Nous et tant d’autres nous souvenons comment, envahis d’un sentiment d’urgence, nous vous avons saoulés à coup de prévisions sombres, cellules dormantes, djihad, vous redisant, alors que Noël approchait, que nous allions morfler. Ces réseaux islamistes tissant leurs toiles un peu partout, nous en entendions tous parler, et tous nous avons enfoui cela. Dans un coin de notre tête.

9 janvier 2015. Charlie n’était qu’un avertissement : l’attentat à l’Hypercasher a suivi. Après le carnage commis par Merah à Toulouse, la guerre se confirmait.

VIRTUOSE DE LA TAQYYA

Qui eût pu imaginer que deux ans après, ce soir 7 janvier 2017, le mentor des frères Kouachi, dit l’émir des Buttes-Chaumont, une fois purgés ses six ans de prison pour terrorisme, soit l’invité de Salut les terriens, escorté de l’usurpatrice Dounia Bouzar, présentée comme Docteur en anthropologie mais aussi qualifiée de Tariq Ramadan en jupon et virtuose de la taqyya[3] ( La dissimulation la ruse). Tous les deux en promo pour un bouquin que nous ne citerons pas. Supposés œuvrer pour la déradicalisation. Lui faisant son mea culpa. Nausées. Pensée pour les victimes de Merah, de Charlie et de l’Hypercasher. Elle, mauvaise actrice, fait montre d’une duplicité indicible et ose aller prétendre qu’aux USA, la CIA l’aurait appelé, notre djihad repenti, pour jouir de ses bons conseils ! Autant demander à une cigarette de mener la campagne anti tabac, avait déjà réagi Patrick Peloux. Etonnamment, la DGSI ne lui a pas proposé de rejoindre ses équipes, alors, un béret vissé sur la tête en lieu de keffieh, blouson de cuir et Rayban, le voyou repenti nous explique que son métier d’infirmier, il ne peut l’exercer aujourd’hui à cause de son casier judiciaire.

• _Consigne A_: Trouvez, parmi les lignes ci-dessous, chacune de celles qui contiennent le mot "screen" et recopiez-les. Tenez compte de la casse.

(Enregistrements d'annotations de coordonnées)
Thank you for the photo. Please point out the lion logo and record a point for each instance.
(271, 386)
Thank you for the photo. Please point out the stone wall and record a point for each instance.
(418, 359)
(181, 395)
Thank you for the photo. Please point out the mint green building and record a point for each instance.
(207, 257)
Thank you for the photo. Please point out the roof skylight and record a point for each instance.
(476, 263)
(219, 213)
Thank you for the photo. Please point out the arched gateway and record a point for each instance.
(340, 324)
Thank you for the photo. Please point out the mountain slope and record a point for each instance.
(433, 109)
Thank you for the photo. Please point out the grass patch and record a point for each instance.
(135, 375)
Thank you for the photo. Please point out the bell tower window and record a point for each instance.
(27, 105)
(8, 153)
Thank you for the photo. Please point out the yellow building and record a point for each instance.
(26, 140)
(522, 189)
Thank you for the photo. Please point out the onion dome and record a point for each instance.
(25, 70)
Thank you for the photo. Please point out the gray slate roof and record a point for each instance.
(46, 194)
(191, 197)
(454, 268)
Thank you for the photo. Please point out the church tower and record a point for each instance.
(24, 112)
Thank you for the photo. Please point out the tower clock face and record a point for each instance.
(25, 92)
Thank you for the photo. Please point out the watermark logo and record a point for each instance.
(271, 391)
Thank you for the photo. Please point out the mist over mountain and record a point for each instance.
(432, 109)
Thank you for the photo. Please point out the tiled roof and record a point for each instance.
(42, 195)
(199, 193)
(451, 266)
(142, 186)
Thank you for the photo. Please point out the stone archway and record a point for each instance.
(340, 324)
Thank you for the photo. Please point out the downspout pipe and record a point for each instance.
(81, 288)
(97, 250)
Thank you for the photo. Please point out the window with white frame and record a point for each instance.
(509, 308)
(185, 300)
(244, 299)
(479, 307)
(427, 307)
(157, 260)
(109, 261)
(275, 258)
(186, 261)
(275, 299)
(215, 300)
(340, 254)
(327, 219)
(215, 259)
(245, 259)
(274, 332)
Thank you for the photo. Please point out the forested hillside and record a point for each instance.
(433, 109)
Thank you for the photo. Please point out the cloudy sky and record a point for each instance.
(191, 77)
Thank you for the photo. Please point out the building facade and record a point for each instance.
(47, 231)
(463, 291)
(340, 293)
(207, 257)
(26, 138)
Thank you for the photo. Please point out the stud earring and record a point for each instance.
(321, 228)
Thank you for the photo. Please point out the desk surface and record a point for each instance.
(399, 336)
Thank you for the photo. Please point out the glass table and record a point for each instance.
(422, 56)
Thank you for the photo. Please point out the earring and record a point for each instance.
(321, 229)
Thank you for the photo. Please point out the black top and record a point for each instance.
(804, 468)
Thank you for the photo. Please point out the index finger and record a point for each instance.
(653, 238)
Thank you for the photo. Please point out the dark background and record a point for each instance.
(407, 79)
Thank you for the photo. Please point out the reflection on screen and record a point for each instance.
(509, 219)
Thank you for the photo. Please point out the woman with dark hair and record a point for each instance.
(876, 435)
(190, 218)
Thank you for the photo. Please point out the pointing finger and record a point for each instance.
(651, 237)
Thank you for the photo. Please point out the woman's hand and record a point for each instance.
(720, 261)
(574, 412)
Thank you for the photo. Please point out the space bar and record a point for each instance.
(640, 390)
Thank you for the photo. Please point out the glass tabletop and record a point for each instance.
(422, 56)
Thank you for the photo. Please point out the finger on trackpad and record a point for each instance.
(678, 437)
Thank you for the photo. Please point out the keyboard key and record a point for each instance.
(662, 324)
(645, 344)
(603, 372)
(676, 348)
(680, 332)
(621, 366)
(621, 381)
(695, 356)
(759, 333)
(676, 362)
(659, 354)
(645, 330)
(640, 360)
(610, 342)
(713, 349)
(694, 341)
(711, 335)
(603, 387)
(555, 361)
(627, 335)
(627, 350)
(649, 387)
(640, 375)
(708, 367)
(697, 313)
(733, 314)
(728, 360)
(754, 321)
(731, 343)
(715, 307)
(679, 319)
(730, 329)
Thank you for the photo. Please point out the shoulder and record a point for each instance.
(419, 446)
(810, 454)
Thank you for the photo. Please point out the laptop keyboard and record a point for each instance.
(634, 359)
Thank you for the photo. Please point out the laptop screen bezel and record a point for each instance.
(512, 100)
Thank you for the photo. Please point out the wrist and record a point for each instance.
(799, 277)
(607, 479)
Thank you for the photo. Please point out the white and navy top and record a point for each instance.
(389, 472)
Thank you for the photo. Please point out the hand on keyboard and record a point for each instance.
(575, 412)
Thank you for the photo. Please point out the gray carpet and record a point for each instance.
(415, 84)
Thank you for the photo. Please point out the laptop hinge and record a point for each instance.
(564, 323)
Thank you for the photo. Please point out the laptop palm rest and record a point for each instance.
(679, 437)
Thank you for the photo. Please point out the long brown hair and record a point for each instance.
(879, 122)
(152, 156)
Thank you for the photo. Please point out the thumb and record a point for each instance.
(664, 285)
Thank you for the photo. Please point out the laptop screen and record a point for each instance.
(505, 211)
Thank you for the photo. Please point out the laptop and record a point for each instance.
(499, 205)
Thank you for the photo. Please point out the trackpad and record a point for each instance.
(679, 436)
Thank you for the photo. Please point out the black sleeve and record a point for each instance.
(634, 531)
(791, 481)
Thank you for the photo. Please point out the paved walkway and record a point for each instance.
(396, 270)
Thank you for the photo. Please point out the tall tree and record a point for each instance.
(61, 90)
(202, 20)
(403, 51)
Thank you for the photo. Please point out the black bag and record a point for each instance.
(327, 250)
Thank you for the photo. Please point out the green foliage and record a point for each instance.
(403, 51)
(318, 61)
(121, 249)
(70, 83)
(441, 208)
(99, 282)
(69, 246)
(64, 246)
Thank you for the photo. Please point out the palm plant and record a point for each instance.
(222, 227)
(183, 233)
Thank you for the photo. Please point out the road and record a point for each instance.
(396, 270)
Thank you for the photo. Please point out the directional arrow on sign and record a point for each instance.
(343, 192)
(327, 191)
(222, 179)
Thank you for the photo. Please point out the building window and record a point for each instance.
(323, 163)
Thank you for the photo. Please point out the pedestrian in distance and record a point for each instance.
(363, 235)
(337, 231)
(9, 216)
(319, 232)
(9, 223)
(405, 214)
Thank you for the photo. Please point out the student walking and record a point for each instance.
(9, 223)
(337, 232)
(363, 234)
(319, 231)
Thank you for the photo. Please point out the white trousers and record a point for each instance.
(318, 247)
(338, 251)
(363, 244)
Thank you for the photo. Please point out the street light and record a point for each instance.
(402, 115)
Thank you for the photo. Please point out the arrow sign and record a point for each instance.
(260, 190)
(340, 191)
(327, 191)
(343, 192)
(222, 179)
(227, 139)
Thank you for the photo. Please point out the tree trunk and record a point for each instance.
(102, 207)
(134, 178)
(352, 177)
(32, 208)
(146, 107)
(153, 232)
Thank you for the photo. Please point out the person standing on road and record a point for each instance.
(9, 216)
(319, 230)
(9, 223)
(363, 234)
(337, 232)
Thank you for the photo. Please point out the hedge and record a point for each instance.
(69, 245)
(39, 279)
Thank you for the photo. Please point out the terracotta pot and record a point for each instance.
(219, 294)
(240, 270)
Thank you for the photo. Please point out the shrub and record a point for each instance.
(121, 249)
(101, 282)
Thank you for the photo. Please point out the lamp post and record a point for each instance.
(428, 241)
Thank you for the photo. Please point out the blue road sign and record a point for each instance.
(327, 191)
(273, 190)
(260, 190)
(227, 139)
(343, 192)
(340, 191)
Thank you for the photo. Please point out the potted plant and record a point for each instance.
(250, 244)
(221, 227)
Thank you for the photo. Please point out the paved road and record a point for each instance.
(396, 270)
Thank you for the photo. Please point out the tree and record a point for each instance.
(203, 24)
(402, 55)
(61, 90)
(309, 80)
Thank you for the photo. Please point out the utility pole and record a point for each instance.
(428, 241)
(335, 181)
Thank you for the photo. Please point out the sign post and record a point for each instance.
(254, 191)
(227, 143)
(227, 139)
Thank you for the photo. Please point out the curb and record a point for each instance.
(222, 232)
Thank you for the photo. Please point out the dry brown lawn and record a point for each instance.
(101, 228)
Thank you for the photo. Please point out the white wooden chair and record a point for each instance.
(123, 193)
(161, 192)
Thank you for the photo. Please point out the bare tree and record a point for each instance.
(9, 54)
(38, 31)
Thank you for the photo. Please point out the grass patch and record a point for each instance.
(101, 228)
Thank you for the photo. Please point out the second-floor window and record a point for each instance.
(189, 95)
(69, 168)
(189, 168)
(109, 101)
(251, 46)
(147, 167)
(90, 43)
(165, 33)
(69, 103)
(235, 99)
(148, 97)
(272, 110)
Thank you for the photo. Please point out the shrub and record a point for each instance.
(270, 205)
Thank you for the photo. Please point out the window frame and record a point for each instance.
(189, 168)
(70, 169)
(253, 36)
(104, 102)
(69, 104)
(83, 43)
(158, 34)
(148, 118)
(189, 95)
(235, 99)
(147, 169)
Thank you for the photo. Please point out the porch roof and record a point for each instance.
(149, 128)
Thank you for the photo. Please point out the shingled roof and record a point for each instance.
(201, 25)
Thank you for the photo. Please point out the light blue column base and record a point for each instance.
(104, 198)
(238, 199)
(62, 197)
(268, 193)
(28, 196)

• _Consigne B_: D'après l'extrait de page, de quelle émission le mentor des frères Kouachi est-il l'invité le 7 janvier 2017 ?

• _Réponse A_:
Thank you for the photo. Please point out the reflection on screen and record a point for each instance.
Thank you for the photo. Please point out the laptop screen bezel and record a point for each instance.
Thank you for the photo. Please point out the laptop screen and record a point for each instance.

• _Réponse B_: Salut les terriens.